:: Directions ::
Go through the records below and report each line with "only" in it.

:: Collected data ::
══════════

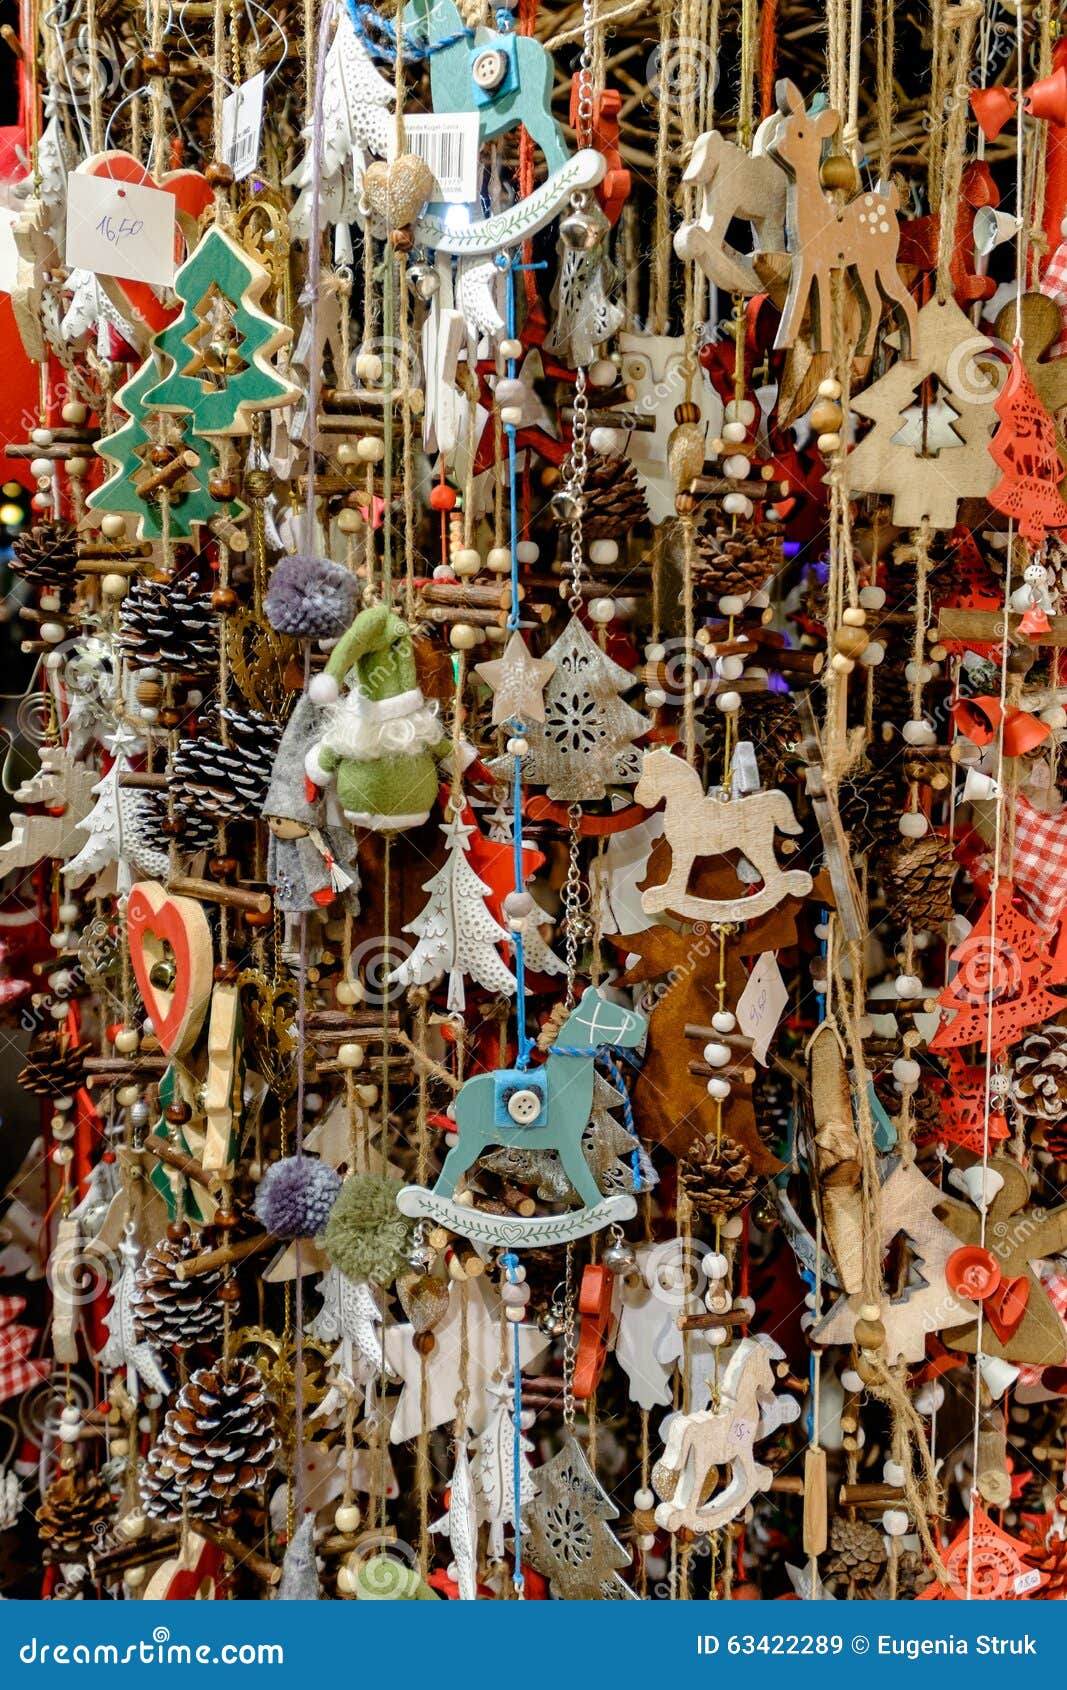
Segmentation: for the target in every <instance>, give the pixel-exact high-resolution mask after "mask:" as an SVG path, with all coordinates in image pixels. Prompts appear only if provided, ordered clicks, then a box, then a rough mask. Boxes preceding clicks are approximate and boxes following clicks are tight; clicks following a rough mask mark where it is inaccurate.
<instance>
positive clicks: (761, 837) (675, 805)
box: [634, 747, 812, 923]
mask: <svg viewBox="0 0 1067 1690" xmlns="http://www.w3.org/2000/svg"><path fill="white" fill-rule="evenodd" d="M634 798H636V799H637V803H639V804H644V808H646V810H654V808H656V804H659V803H661V801H663V799H665V801H666V803H665V810H663V835H665V838H666V842H668V845H670V848H671V872H670V875H668V877H666V880H661V882H659V884H658V886H649V887H646V891H644V892H643V894H641V908H643V909H644V913H646V914H649V916H653V914H658V913H659V911H663V909H670V911H671V913H673V914H676V916H681V918H683V919H685V921H710V923H727V921H752V919H754V918H756V916H763V914H766V911H768V909H774V906H776V904H780V902H781V901H783V897H807V894H808V892H810V891H812V875H810V874H808V872H807V870H805V869H781V867H780V865H778V859H776V857H774V830H778V831H780V833H800V831H802V828H800V823H798V821H796V816H795V815H793V806H791V804H790V799H788V798H786V794H785V793H780V791H776V789H773V791H769V793H747V794H746V796H742V798H729V799H727V798H715V796H714V794H710V793H705V791H703V788H702V784H700V776H698V772H697V771H695V769H693V767H692V766H690V764H688V762H683V760H681V759H680V757H675V755H673V754H671V752H670V750H665V749H663V747H659V749H658V750H649V752H646V754H644V767H643V771H641V779H639V781H637V786H636V788H634ZM734 850H736V852H741V855H742V857H744V859H746V860H747V862H751V865H752V869H756V872H758V874H759V879H761V880H763V886H761V887H759V891H758V892H752V894H751V896H739V897H693V896H692V894H690V891H688V884H690V874H692V870H693V864H695V860H697V859H698V857H724V855H725V853H727V852H734Z"/></svg>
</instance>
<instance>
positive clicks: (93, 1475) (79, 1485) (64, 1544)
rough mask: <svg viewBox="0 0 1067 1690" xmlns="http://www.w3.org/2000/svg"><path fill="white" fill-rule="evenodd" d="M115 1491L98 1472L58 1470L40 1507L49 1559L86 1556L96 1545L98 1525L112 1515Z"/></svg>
mask: <svg viewBox="0 0 1067 1690" xmlns="http://www.w3.org/2000/svg"><path fill="white" fill-rule="evenodd" d="M112 1511H113V1502H112V1494H110V1491H108V1487H107V1484H105V1482H103V1479H101V1477H100V1475H98V1474H79V1472H69V1474H59V1477H57V1479H52V1482H51V1486H49V1487H47V1491H46V1492H44V1497H42V1502H41V1507H39V1509H37V1528H39V1536H41V1541H42V1543H44V1546H46V1550H47V1551H49V1560H57V1562H76V1560H85V1556H86V1555H88V1551H90V1550H93V1548H96V1531H95V1528H96V1526H98V1524H100V1523H101V1521H107V1519H108V1518H110V1516H112Z"/></svg>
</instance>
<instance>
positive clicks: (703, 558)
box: [693, 522, 781, 598]
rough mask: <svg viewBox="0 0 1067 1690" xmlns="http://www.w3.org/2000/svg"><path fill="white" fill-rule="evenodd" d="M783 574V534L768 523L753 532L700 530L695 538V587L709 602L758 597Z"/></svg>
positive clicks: (739, 529) (727, 530) (718, 530)
mask: <svg viewBox="0 0 1067 1690" xmlns="http://www.w3.org/2000/svg"><path fill="white" fill-rule="evenodd" d="M778 570H781V534H780V532H778V531H774V529H773V527H771V526H769V524H766V522H758V524H754V526H752V527H749V529H737V532H736V534H730V531H729V527H724V526H722V524H715V526H714V527H712V526H709V527H698V529H697V532H695V534H693V586H695V590H697V591H698V593H700V595H702V597H707V598H722V595H724V593H754V591H758V588H761V586H763V583H764V581H766V580H768V576H771V575H776V573H778Z"/></svg>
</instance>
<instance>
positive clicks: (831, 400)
mask: <svg viewBox="0 0 1067 1690" xmlns="http://www.w3.org/2000/svg"><path fill="white" fill-rule="evenodd" d="M810 421H812V428H813V429H815V433H817V434H829V433H832V431H835V429H839V428H840V424H842V411H840V406H835V404H834V401H832V399H820V401H817V404H813V406H812V419H810Z"/></svg>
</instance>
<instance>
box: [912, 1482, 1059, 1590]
mask: <svg viewBox="0 0 1067 1690" xmlns="http://www.w3.org/2000/svg"><path fill="white" fill-rule="evenodd" d="M1025 1550H1026V1545H1023V1543H1020V1541H1018V1538H1011V1536H1008V1533H1006V1531H1001V1528H999V1526H996V1524H994V1523H993V1521H991V1519H989V1514H988V1513H986V1509H984V1507H979V1506H977V1504H976V1507H974V1548H972V1545H971V1523H969V1521H964V1524H962V1526H960V1529H959V1531H957V1535H955V1538H954V1540H952V1543H950V1545H949V1548H947V1550H945V1553H944V1556H942V1560H944V1563H945V1572H947V1573H949V1584H945V1585H940V1584H937V1582H933V1584H932V1585H928V1587H927V1589H925V1590H922V1592H920V1595H918V1600H920V1602H966V1600H967V1597H969V1595H971V1597H974V1600H976V1602H977V1600H982V1602H1021V1600H1025V1599H1026V1597H1031V1595H1035V1594H1037V1592H1038V1590H1042V1589H1043V1587H1045V1585H1047V1584H1048V1573H1043V1572H1038V1568H1037V1567H1028V1565H1026V1562H1025V1560H1023V1555H1025ZM967 1572H971V1590H967Z"/></svg>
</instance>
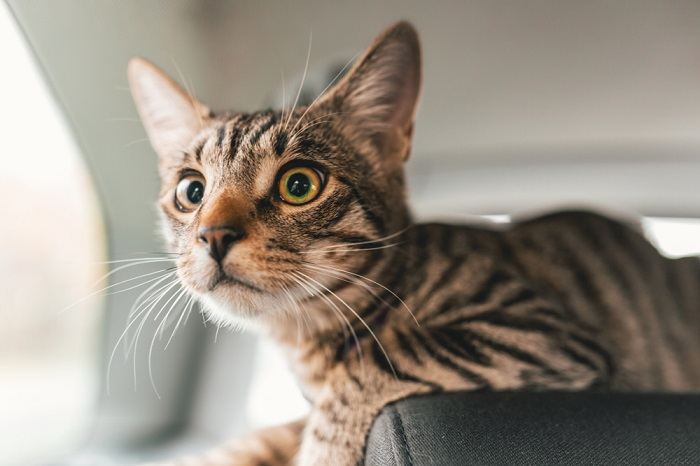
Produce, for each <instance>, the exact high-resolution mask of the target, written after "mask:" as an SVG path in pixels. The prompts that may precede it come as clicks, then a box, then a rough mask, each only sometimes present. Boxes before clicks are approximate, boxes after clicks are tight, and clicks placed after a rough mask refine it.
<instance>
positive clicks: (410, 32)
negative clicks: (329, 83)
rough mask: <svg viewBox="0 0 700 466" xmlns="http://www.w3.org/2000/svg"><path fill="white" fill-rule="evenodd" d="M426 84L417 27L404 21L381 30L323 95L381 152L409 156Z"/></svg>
mask: <svg viewBox="0 0 700 466" xmlns="http://www.w3.org/2000/svg"><path fill="white" fill-rule="evenodd" d="M420 86H421V53H420V42H419V40H418V34H417V33H416V30H415V29H414V28H413V26H411V25H410V24H409V23H407V22H399V23H397V24H395V25H393V26H391V27H390V28H388V29H386V30H385V31H384V32H383V33H382V34H380V35H379V36H378V37H377V38H376V39H375V40H374V42H373V43H372V45H370V46H369V48H367V50H366V51H365V53H364V54H363V55H362V57H361V58H360V59H359V60H357V61H356V62H355V65H354V66H353V67H352V69H351V70H350V71H349V72H348V73H347V74H346V75H345V76H344V77H343V79H342V80H341V81H340V82H339V83H338V84H337V85H336V86H335V87H334V88H333V89H332V90H331V92H330V93H329V95H328V96H327V97H326V98H325V99H324V100H327V101H331V102H332V104H333V105H334V106H335V107H340V108H339V110H340V112H342V113H341V118H342V119H346V120H348V119H349V123H350V130H351V132H352V133H353V134H357V133H359V134H357V135H358V136H359V137H361V138H363V139H364V140H369V141H371V142H372V144H373V145H374V148H375V149H376V150H378V151H379V152H380V153H381V154H382V155H384V156H385V155H388V154H387V153H394V154H397V155H399V156H400V158H401V160H406V159H407V158H408V155H409V152H410V148H411V136H412V133H413V121H414V117H415V112H416V104H417V102H418V95H419V93H420Z"/></svg>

══════════

:: Answer space ::
Segmentation: for the target in every <instance>, give the pixel-exact high-resolution mask after "mask:" as an SVG path, with all coordinates in image pixels. Prompts appear only if provided, ordered clicks, then a box, then a rough mask. Boxes preceding clicks are approximate and boxes following clicks are tight; clicks following a rough mask mark where it is inaccurate.
Produce, for each <instance>, the exact high-resolution mask of the target, written after "mask:" as an SVG path in pixels. The prompts that may precede it come as clicks, then a box, then a rough mask, each only sometimes present. Boxes before clicks are approximate, boxes after clicks are tight, and clicks placed after a rough mask refine it.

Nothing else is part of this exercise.